# [PROBLEM TO SOLVE]
Write down exactly the lines of the listing below, beginning with the one containing "-- give x and y for each instance of the tree" and closing with the final line.

# [PROVIDED DATA]
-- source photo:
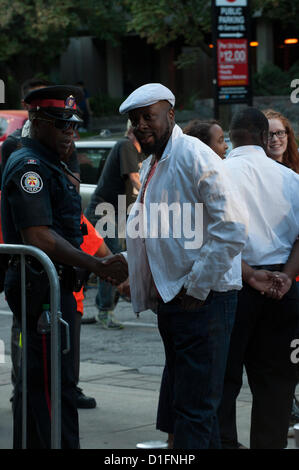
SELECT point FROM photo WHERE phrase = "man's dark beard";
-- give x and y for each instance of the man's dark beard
(158, 146)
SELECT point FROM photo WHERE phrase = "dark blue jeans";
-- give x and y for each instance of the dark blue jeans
(196, 346)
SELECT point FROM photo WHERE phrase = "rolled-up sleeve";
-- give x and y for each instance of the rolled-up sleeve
(227, 230)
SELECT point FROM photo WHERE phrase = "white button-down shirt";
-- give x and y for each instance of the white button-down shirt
(191, 179)
(271, 193)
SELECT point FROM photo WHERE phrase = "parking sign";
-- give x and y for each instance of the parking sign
(231, 31)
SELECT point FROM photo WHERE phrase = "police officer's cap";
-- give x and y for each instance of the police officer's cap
(58, 102)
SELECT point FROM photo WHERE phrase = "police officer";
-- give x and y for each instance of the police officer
(40, 207)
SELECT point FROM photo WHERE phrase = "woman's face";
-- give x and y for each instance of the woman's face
(277, 144)
(217, 142)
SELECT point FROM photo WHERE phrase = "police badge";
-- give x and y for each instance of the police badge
(70, 102)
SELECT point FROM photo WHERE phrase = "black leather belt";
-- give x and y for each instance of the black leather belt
(178, 298)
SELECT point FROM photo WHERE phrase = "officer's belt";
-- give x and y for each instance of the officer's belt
(71, 277)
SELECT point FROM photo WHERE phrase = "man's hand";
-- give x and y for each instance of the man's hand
(281, 285)
(263, 281)
(113, 268)
(124, 289)
(273, 284)
(188, 302)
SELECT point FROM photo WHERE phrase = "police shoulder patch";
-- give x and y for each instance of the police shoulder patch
(31, 182)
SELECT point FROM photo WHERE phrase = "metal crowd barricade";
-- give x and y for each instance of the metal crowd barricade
(56, 319)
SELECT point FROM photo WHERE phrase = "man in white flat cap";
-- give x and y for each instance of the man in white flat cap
(182, 265)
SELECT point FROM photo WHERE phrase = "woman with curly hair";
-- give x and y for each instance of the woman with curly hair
(282, 145)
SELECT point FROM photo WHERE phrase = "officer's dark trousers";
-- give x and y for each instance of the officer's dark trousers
(39, 386)
(261, 339)
(196, 346)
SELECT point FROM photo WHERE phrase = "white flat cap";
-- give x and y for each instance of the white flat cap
(145, 96)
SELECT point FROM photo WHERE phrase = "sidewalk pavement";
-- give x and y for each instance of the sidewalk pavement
(125, 412)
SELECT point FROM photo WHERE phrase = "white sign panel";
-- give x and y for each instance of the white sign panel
(231, 3)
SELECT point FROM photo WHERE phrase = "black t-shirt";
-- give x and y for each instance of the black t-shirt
(122, 160)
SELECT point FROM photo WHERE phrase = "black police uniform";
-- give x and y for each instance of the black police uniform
(36, 192)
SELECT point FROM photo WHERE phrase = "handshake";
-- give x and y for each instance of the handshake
(274, 284)
(114, 269)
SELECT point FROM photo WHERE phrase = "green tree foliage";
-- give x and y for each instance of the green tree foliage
(163, 21)
(33, 33)
(284, 11)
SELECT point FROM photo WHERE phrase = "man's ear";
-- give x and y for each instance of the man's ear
(264, 136)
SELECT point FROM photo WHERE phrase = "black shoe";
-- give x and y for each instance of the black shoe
(88, 320)
(83, 401)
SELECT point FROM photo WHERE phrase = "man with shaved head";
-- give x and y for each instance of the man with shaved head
(264, 327)
(191, 286)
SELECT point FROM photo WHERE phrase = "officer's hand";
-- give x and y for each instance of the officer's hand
(113, 268)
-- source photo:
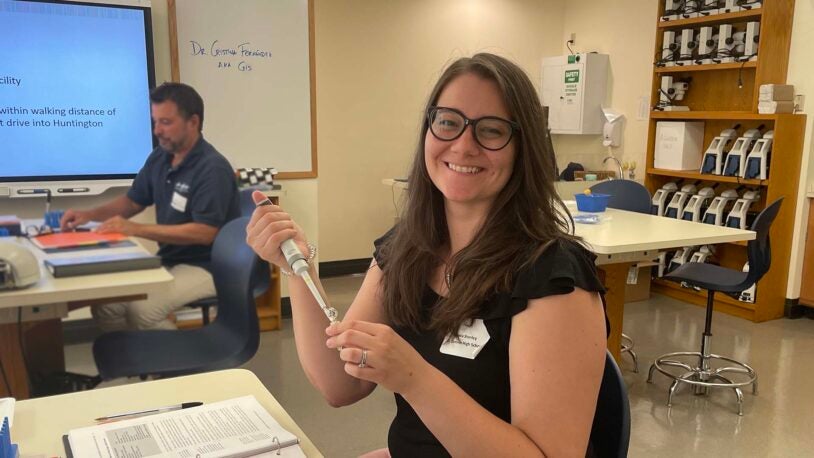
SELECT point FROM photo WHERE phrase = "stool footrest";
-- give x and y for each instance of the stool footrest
(702, 376)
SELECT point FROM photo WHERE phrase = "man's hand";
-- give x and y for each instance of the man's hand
(73, 219)
(120, 225)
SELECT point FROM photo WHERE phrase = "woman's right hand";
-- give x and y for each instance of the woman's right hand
(268, 228)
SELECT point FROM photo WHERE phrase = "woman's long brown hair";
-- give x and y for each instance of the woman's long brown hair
(524, 219)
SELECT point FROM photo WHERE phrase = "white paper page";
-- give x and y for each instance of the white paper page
(238, 427)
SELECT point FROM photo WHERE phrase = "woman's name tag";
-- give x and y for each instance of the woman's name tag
(178, 202)
(469, 342)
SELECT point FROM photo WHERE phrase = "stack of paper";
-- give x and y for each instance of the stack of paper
(238, 427)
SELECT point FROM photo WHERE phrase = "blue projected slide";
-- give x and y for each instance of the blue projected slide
(74, 91)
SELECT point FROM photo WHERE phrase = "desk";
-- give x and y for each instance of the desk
(40, 423)
(50, 299)
(624, 238)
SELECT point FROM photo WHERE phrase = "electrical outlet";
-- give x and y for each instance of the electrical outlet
(799, 102)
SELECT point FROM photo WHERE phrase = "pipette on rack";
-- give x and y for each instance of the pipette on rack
(299, 267)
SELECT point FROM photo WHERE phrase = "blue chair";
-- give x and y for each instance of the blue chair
(716, 278)
(610, 433)
(229, 341)
(247, 206)
(631, 196)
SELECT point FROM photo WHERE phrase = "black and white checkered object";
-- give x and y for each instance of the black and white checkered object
(252, 176)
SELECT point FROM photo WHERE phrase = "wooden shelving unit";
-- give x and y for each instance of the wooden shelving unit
(713, 19)
(715, 98)
(706, 67)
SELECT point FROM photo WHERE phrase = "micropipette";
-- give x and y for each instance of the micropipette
(299, 267)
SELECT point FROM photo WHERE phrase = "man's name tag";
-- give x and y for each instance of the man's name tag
(178, 202)
(469, 342)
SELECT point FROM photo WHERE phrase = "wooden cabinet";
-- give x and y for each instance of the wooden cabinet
(722, 95)
(807, 282)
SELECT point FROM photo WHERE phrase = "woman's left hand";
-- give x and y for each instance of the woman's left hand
(389, 360)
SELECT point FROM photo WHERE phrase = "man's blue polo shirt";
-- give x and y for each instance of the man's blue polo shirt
(201, 189)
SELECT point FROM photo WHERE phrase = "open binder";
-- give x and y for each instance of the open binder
(235, 428)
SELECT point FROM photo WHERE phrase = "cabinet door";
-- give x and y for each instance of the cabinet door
(553, 94)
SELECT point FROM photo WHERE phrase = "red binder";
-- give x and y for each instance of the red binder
(76, 239)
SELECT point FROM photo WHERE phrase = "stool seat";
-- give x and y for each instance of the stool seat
(709, 277)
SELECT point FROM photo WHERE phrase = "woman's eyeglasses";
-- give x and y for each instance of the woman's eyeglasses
(490, 132)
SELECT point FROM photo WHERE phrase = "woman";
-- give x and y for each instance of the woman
(479, 311)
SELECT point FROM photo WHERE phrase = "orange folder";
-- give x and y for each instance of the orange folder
(76, 239)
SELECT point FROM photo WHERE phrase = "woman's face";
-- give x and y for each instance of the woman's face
(464, 171)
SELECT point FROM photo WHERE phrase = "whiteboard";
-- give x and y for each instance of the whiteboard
(251, 61)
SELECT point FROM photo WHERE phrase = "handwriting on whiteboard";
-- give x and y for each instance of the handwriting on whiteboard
(242, 57)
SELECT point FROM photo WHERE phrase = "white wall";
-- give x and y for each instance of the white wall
(376, 63)
(801, 69)
(625, 30)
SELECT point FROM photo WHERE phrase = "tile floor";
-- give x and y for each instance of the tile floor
(776, 423)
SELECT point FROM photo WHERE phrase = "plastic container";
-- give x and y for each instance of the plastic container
(593, 203)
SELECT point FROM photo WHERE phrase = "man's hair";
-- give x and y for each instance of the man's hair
(525, 218)
(185, 97)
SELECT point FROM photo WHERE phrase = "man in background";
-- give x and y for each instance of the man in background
(194, 191)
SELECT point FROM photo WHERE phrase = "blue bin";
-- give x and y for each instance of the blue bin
(593, 203)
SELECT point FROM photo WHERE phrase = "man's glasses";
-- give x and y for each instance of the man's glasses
(490, 132)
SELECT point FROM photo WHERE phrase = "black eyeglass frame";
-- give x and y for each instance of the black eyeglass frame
(432, 110)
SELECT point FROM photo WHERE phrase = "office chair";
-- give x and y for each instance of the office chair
(205, 304)
(716, 278)
(229, 341)
(631, 196)
(610, 433)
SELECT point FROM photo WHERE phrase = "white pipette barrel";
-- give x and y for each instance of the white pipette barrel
(299, 267)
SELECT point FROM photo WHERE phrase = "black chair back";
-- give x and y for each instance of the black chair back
(610, 433)
(236, 270)
(231, 340)
(759, 250)
(625, 195)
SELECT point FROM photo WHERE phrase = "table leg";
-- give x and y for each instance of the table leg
(16, 381)
(615, 278)
(43, 349)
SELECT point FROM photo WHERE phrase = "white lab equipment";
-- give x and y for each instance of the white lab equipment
(736, 159)
(18, 266)
(713, 159)
(757, 162)
(715, 212)
(676, 206)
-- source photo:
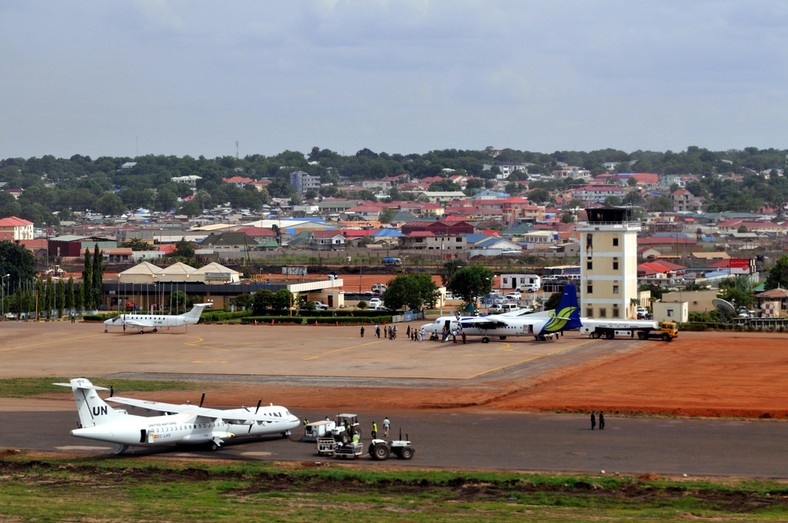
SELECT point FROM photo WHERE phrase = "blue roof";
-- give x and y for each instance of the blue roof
(475, 237)
(313, 219)
(387, 233)
(672, 235)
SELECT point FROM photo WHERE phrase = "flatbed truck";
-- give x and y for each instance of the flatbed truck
(642, 329)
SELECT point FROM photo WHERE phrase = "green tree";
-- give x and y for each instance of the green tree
(97, 273)
(184, 249)
(414, 290)
(61, 297)
(778, 275)
(450, 267)
(19, 263)
(70, 302)
(471, 282)
(387, 214)
(49, 297)
(87, 282)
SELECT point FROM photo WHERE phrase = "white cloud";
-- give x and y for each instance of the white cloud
(191, 77)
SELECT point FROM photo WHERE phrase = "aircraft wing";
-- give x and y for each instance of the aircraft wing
(139, 323)
(484, 322)
(173, 408)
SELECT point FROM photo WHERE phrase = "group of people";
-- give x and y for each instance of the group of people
(390, 332)
(601, 420)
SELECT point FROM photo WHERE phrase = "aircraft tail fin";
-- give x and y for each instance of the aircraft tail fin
(91, 408)
(193, 316)
(567, 315)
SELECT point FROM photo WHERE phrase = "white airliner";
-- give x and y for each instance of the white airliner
(186, 424)
(538, 325)
(154, 322)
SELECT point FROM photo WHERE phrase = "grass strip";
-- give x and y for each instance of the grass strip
(165, 489)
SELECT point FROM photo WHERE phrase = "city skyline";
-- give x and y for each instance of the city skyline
(211, 79)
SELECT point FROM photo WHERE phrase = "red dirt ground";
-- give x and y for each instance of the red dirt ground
(703, 374)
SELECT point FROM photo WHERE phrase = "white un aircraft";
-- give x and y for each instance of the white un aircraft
(540, 325)
(187, 424)
(154, 322)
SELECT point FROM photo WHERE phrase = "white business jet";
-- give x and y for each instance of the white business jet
(541, 325)
(186, 424)
(154, 322)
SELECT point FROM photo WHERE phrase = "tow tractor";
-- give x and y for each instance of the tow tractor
(339, 445)
(643, 329)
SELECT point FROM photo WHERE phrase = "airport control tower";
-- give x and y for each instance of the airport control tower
(608, 264)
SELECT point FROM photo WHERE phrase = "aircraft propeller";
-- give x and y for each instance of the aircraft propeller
(259, 402)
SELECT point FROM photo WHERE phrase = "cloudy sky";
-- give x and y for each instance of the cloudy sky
(193, 77)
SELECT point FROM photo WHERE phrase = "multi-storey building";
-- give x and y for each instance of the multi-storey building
(608, 264)
(303, 181)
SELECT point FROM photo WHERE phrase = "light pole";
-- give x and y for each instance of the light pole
(2, 295)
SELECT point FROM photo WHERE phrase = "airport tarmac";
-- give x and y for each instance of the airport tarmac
(458, 398)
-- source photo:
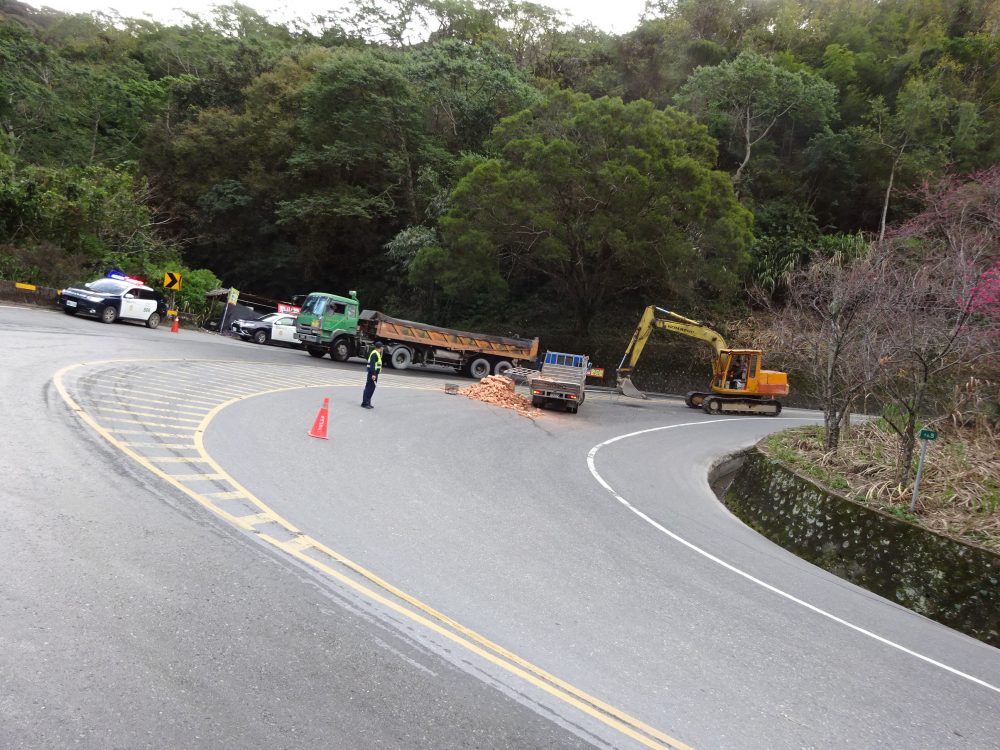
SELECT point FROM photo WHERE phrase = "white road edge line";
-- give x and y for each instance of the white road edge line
(593, 470)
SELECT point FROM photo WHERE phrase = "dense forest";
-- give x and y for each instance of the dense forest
(483, 162)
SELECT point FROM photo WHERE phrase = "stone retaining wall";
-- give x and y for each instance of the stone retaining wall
(956, 584)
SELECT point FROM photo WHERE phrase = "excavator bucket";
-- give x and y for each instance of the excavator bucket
(626, 388)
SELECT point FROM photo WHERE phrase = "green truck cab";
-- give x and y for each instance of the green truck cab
(329, 323)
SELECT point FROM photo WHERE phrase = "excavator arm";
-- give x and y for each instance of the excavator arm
(658, 317)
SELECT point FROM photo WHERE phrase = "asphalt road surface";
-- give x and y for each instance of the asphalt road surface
(184, 567)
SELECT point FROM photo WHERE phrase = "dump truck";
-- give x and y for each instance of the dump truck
(335, 325)
(561, 381)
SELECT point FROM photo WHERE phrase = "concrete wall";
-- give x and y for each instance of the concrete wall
(954, 583)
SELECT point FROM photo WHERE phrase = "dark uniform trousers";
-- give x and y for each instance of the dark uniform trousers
(374, 367)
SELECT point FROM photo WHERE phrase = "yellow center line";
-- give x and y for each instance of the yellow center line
(102, 409)
(181, 446)
(122, 420)
(176, 459)
(146, 433)
(300, 545)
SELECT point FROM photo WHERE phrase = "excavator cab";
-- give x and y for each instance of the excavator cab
(738, 371)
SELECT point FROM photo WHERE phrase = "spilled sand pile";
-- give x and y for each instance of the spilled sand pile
(499, 391)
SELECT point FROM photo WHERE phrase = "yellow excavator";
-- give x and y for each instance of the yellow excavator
(739, 385)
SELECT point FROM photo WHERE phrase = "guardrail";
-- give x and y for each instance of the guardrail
(19, 291)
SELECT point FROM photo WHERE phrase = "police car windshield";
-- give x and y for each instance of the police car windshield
(108, 286)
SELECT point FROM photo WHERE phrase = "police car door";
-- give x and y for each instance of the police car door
(283, 329)
(131, 304)
(137, 304)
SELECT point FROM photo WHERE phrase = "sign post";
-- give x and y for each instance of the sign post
(925, 438)
(234, 294)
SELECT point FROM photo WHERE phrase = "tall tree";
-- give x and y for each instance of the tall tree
(745, 99)
(601, 199)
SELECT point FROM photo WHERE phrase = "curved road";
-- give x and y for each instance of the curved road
(439, 573)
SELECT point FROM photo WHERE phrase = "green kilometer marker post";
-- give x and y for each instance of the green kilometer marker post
(925, 437)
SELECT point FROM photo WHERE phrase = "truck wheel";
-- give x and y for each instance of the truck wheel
(479, 368)
(401, 358)
(340, 351)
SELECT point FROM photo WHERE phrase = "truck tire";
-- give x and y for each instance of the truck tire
(712, 406)
(340, 351)
(401, 357)
(479, 368)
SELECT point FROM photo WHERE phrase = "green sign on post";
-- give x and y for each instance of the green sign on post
(925, 435)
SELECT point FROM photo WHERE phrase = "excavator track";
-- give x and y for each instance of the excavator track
(712, 403)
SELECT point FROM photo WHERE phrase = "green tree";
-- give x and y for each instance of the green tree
(749, 96)
(599, 199)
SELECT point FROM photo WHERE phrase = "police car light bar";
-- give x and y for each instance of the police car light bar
(118, 276)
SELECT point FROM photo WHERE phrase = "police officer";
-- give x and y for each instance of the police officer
(374, 368)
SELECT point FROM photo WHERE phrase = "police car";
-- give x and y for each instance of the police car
(112, 298)
(276, 328)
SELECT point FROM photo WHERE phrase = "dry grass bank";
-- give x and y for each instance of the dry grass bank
(959, 490)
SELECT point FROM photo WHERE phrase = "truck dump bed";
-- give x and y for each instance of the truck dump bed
(379, 325)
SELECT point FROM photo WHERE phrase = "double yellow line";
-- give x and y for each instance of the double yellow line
(305, 549)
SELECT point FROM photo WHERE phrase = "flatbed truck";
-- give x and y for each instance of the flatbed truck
(335, 325)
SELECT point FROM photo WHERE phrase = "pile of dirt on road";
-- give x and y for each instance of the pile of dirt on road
(499, 391)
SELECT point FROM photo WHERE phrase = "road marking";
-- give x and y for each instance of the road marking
(145, 414)
(591, 464)
(301, 545)
(122, 420)
(146, 433)
(182, 446)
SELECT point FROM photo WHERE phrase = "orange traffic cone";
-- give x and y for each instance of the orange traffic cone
(319, 426)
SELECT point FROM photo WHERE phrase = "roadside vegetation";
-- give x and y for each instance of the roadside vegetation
(959, 489)
(823, 175)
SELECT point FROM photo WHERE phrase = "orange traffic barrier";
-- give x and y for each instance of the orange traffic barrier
(322, 419)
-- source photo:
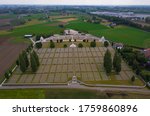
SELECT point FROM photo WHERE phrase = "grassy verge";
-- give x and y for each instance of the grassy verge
(69, 94)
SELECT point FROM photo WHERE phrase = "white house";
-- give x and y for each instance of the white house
(71, 32)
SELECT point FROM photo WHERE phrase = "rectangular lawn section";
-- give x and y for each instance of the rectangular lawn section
(81, 62)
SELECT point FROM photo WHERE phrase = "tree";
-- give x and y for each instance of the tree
(65, 45)
(108, 62)
(25, 56)
(133, 78)
(117, 62)
(135, 64)
(36, 58)
(52, 45)
(93, 44)
(106, 44)
(7, 75)
(38, 45)
(80, 45)
(22, 63)
(17, 62)
(34, 66)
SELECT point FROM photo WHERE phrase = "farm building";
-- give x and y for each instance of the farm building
(71, 32)
(73, 46)
(118, 45)
(27, 36)
(146, 52)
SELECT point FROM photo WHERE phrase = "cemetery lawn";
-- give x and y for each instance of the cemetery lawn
(69, 94)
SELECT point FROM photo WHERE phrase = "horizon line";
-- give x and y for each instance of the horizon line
(68, 5)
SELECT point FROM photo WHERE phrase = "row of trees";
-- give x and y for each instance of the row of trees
(109, 64)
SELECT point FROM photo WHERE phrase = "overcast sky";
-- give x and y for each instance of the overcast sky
(78, 2)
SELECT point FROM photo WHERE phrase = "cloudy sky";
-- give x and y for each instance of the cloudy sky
(78, 2)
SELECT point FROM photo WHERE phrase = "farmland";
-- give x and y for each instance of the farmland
(69, 94)
(59, 65)
(124, 34)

# [WRITTEN RESPONSE]
-- give x and y for each instance of the tree
(65, 45)
(108, 62)
(25, 56)
(133, 78)
(117, 62)
(135, 64)
(36, 58)
(52, 45)
(93, 44)
(106, 44)
(7, 75)
(38, 45)
(80, 45)
(22, 63)
(17, 62)
(34, 66)
SELECT point FROM photo WHERE phrase = "farm building";
-- give x and y for each instance of the farm building
(71, 32)
(73, 46)
(118, 45)
(27, 36)
(146, 52)
SELECT point FROM photo WHERE phrase = "cemetery lawn";
-- give x and y for each instance of the cemetery lawn
(69, 94)
SELECT point FROM photo WHERE phrase = "horizon line";
-- give x and y for each instance of the horizon line
(68, 5)
SELECT point FROM photo WHERE phrase = "row of trees";
-- give x and y for each instance of the row of trees
(109, 64)
SELECT point FROM photo WHERE phrase = "overcast sky";
-- give x and y for each instance of the overcast sky
(78, 2)
SELECT point FROM photo WHERE phrase = "cloudy sky";
-- give x and y for each instance of the cloudy sky
(78, 2)
SELECT point FROM photo WHERE phrase = "farmland";
-- give x and y for each instance of the farmland
(69, 94)
(59, 65)
(124, 34)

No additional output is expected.